_What to work on_. Identify every line of the records that contains the string "positive", matching case exactly, and copy each of those lines in full.

_Excerpted records_.
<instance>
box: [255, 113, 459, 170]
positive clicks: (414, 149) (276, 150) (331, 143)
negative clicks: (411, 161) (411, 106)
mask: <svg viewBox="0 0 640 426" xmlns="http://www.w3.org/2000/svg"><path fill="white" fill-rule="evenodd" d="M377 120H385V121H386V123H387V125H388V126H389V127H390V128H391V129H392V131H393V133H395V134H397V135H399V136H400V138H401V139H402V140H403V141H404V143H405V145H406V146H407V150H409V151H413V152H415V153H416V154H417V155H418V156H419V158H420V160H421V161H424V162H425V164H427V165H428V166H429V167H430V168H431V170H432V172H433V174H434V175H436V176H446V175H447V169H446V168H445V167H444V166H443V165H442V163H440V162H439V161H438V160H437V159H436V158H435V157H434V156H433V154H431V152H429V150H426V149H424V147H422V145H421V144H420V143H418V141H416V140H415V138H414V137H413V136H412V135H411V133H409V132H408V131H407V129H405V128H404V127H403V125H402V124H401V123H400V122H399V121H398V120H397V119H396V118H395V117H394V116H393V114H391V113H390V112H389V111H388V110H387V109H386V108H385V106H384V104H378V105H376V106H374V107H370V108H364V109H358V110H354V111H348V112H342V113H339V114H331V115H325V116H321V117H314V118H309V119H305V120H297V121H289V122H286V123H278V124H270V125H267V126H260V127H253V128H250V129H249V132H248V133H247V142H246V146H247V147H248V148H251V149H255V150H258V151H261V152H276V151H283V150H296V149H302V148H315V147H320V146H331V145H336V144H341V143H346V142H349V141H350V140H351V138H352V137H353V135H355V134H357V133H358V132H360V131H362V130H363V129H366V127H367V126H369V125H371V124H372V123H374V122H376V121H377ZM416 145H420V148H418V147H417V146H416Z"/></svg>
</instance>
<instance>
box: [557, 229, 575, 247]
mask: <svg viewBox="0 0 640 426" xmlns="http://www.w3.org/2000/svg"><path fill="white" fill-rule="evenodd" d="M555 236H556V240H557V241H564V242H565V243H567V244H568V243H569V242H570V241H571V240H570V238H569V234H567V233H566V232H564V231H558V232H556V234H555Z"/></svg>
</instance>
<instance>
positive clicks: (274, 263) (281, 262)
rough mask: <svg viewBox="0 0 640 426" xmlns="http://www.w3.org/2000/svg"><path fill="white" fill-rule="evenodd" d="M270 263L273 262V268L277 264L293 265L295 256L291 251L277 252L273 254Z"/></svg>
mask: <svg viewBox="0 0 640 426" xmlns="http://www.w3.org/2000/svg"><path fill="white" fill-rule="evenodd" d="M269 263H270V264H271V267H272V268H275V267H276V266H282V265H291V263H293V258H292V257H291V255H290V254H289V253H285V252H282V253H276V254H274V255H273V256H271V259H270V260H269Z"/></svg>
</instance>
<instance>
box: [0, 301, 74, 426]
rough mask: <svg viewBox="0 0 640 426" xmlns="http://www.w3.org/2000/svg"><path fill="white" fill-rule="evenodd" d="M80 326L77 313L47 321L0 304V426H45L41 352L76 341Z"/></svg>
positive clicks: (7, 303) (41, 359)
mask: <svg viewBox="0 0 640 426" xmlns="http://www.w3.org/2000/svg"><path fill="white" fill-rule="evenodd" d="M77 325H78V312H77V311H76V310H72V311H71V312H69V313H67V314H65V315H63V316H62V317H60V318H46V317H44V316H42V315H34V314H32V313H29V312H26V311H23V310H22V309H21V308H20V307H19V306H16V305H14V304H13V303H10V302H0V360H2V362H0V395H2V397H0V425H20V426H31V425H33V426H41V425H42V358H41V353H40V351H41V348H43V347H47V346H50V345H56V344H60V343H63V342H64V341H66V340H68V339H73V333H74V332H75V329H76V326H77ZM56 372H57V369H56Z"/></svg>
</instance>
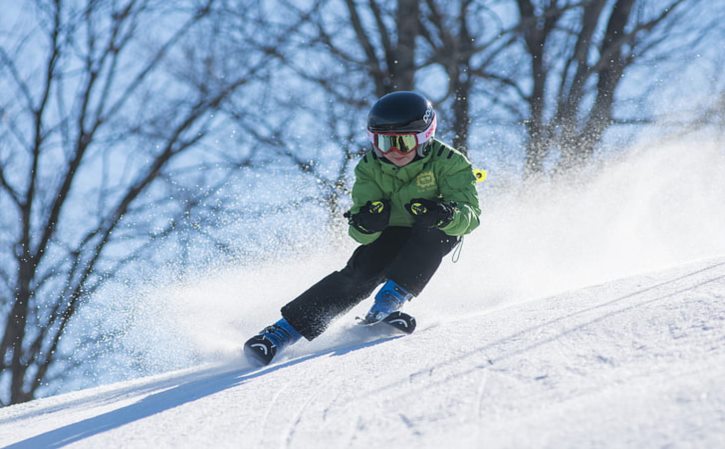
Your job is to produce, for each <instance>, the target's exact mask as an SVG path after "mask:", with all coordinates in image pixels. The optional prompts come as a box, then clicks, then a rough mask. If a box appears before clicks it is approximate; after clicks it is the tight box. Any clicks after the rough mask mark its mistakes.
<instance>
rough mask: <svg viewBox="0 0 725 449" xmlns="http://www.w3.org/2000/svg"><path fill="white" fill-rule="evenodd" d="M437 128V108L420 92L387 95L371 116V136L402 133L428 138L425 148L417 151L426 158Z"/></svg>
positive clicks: (424, 144)
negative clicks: (397, 132)
mask: <svg viewBox="0 0 725 449" xmlns="http://www.w3.org/2000/svg"><path fill="white" fill-rule="evenodd" d="M435 128H436V113H435V111H434V110H433V105H432V104H431V102H430V101H429V100H428V99H427V98H426V97H424V96H423V95H421V94H419V93H417V92H411V91H399V92H391V93H389V94H387V95H384V96H383V97H381V98H380V99H379V100H378V101H376V102H375V104H374V105H373V107H372V108H371V109H370V113H368V132H369V133H371V134H374V133H389V132H401V133H416V134H420V135H422V136H424V140H423V141H422V143H424V144H422V145H419V147H418V149H417V151H418V154H419V155H420V156H423V155H424V152H425V148H427V147H428V145H427V142H428V141H430V139H432V138H433V136H434V135H435ZM423 133H424V134H423ZM376 151H378V150H377V149H376Z"/></svg>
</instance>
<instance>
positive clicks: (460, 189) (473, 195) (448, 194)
mask: <svg viewBox="0 0 725 449" xmlns="http://www.w3.org/2000/svg"><path fill="white" fill-rule="evenodd" d="M440 178H441V181H440V184H439V189H440V192H441V196H442V197H443V200H444V201H447V202H452V203H455V204H456V206H457V207H456V212H455V214H454V215H453V220H452V221H451V222H450V223H449V224H448V225H447V226H445V227H443V228H441V230H442V231H443V232H445V233H446V234H448V235H454V236H457V235H463V234H468V233H469V232H471V231H473V230H474V229H476V227H478V225H479V224H480V220H479V216H480V215H481V206H480V205H479V202H478V192H477V191H476V177H475V176H474V175H473V167H472V166H471V163H470V162H469V161H468V159H466V157H465V156H464V155H462V154H460V153H458V152H456V153H455V156H454V157H452V158H451V159H450V162H449V163H447V164H446V165H445V169H444V172H443V173H442V176H441V177H440Z"/></svg>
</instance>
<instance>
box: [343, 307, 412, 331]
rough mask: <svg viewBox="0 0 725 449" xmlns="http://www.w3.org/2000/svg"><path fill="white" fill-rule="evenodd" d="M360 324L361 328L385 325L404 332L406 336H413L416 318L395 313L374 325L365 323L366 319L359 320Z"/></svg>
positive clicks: (398, 312)
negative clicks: (365, 319)
mask: <svg viewBox="0 0 725 449" xmlns="http://www.w3.org/2000/svg"><path fill="white" fill-rule="evenodd" d="M357 320H358V324H360V325H361V326H374V325H376V324H379V323H385V324H387V325H388V326H392V327H394V328H395V329H397V330H399V331H400V332H403V333H404V334H412V333H413V331H415V326H416V322H415V317H413V316H412V315H408V314H407V313H405V312H393V313H391V314H390V315H388V316H387V317H385V318H383V319H382V320H381V321H376V322H374V323H370V322H367V321H365V319H364V318H360V317H358V318H357Z"/></svg>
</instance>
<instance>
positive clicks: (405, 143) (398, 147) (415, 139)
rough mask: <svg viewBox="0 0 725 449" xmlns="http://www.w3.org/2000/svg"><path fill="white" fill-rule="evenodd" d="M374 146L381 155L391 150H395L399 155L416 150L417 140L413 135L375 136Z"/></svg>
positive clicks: (381, 134) (413, 135)
mask: <svg viewBox="0 0 725 449" xmlns="http://www.w3.org/2000/svg"><path fill="white" fill-rule="evenodd" d="M375 145H376V146H377V147H378V149H379V150H380V151H382V152H383V153H387V152H388V151H390V150H391V149H393V148H397V149H398V151H400V152H401V153H407V152H409V151H413V150H415V149H416V147H417V146H418V139H417V138H416V137H415V134H399V135H385V134H376V135H375Z"/></svg>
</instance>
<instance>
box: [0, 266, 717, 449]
mask: <svg viewBox="0 0 725 449" xmlns="http://www.w3.org/2000/svg"><path fill="white" fill-rule="evenodd" d="M418 319H419V320H420V321H422V322H425V320H426V317H425V316H419V317H418ZM360 335H363V334H360ZM346 341H347V340H346ZM313 347H314V346H313ZM318 349H319V348H318ZM723 379H725V259H720V260H714V261H713V260H709V261H708V260H706V261H701V262H697V263H691V264H687V265H683V266H680V267H676V268H673V269H670V270H666V271H662V272H658V273H650V274H647V275H640V276H636V277H630V278H627V279H622V280H618V281H614V282H609V283H605V284H601V285H597V286H592V287H589V288H585V289H581V290H576V291H570V292H566V293H563V294H559V295H556V296H552V297H548V298H543V299H538V300H532V301H528V302H523V303H518V304H515V305H511V306H508V307H501V308H498V309H491V310H489V311H486V312H485V313H480V314H478V315H474V316H470V317H466V318H463V319H456V320H452V321H443V322H440V323H437V324H435V325H432V326H425V325H424V326H422V327H421V328H420V329H419V331H417V332H416V333H415V334H413V335H411V336H405V337H399V336H384V337H382V338H380V339H379V340H372V341H366V340H362V339H361V341H359V342H357V343H356V342H348V343H346V344H344V345H341V346H335V347H330V348H324V349H321V350H315V352H312V353H309V354H301V355H299V356H297V357H295V358H293V359H288V360H281V361H279V362H277V363H276V364H274V365H271V366H269V367H265V368H261V369H254V368H250V367H249V366H247V365H246V364H245V362H244V361H241V360H239V361H238V362H236V363H231V364H224V365H215V366H205V367H202V368H197V369H192V370H185V371H181V372H174V373H167V374H164V375H160V376H154V377H152V378H147V379H138V380H134V381H130V382H126V383H121V384H115V385H109V386H104V387H99V388H95V389H90V390H84V391H79V392H75V393H69V394H65V395H60V396H56V397H50V398H46V399H41V400H36V401H33V402H30V403H26V404H20V405H17V406H12V407H7V408H3V409H0V446H3V447H7V448H13V449H20V448H26V449H27V448H34V449H35V448H61V447H72V448H98V447H124V448H148V447H154V448H155V449H160V448H167V447H168V448H172V447H215V448H225V447H229V448H239V447H243V448H246V447H249V448H254V447H265V448H275V447H279V448H321V447H329V448H345V447H348V448H362V447H364V448H368V447H383V446H385V445H390V444H395V445H396V446H399V447H417V448H418V447H420V448H439V447H444V445H445V446H449V447H453V446H455V447H460V448H474V447H486V448H518V447H526V448H532V447H533V448H600V447H638V448H661V447H667V448H718V447H725V387H724V386H723V385H725V383H724V381H723Z"/></svg>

_Answer area_.
positive clicks: (414, 149) (276, 150) (331, 143)
positive clicks: (274, 263) (281, 262)
positive clicks: (7, 303) (41, 359)
positive clicks: (424, 144)
positive clicks: (460, 189) (473, 195) (448, 194)
positive clicks: (398, 312)
positive clicks: (405, 143) (398, 147) (415, 139)
positive clicks: (381, 134) (413, 135)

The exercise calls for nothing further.